## Written instruction
In the forum thread about POPFile statistics, how many classification errors does the reply from Brian report? Please give the number.

## Quoted text
* START *

Documentation Problems → Statistics clarification

Statistics clarification

It is not clear if the "Classification Count" on the "Buckets" tab in the Control Centre is the count before or after reclassification. It would be useful that this be mentioned in the title.

As for the Classification Accuracy, it presently shows 95% after a few days of learning. Not too bad, one would think, but I have had 24 false positives in the spam basket against 134 in the non-spam classification count so if I calculate 24/134, I get the result that 18% of non-spam e-mails have been wrongly classified as spam and only 82% of them correctly classified. The non-spam e-mails are what I care for, not if 99% or 95% of spam has been weeded out. I therefore think that the Classification Accuracy - if not accompanied by a percentage like this - is somewhat misleading, as it could make the casuel user think that only 5% of non-spam e-mails are wrongly classified.

  • Message #368

    It is not clear if the "Classification Count" on the "Buckets" tab in the Control Centre is the count before or after reclassification

    This is explained in the wiki page describing the UI's BUCKETS page ("Classification Accuracy box. This lists the number of messages classified, the number of classification errors, and the resulting accuracy (in percent)").

    The Classification Accuracy is calculated using the "Classification errors" and the "Messages classified" values.

    For example my current statistics are:

    Messages classified: 11,704
    Classification errors: 41
    Accuracy: 99.64%

    So far 11,704 messages have been classified and I had to correct 41 of those classifications so only 11,663 messages were correctly classified by POPFile. Therefore the accuracy is ((11,663/11,704)*100) percent.

    Brian

    (edited to fix the missing " character)

    • Message #370

      Brian,

      The wiki doesn't say if the classification count shows numbers before or after reclassification.

* END *

## Data extract
* START *

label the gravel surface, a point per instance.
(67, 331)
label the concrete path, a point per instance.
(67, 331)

* END *

## Exercise solution
41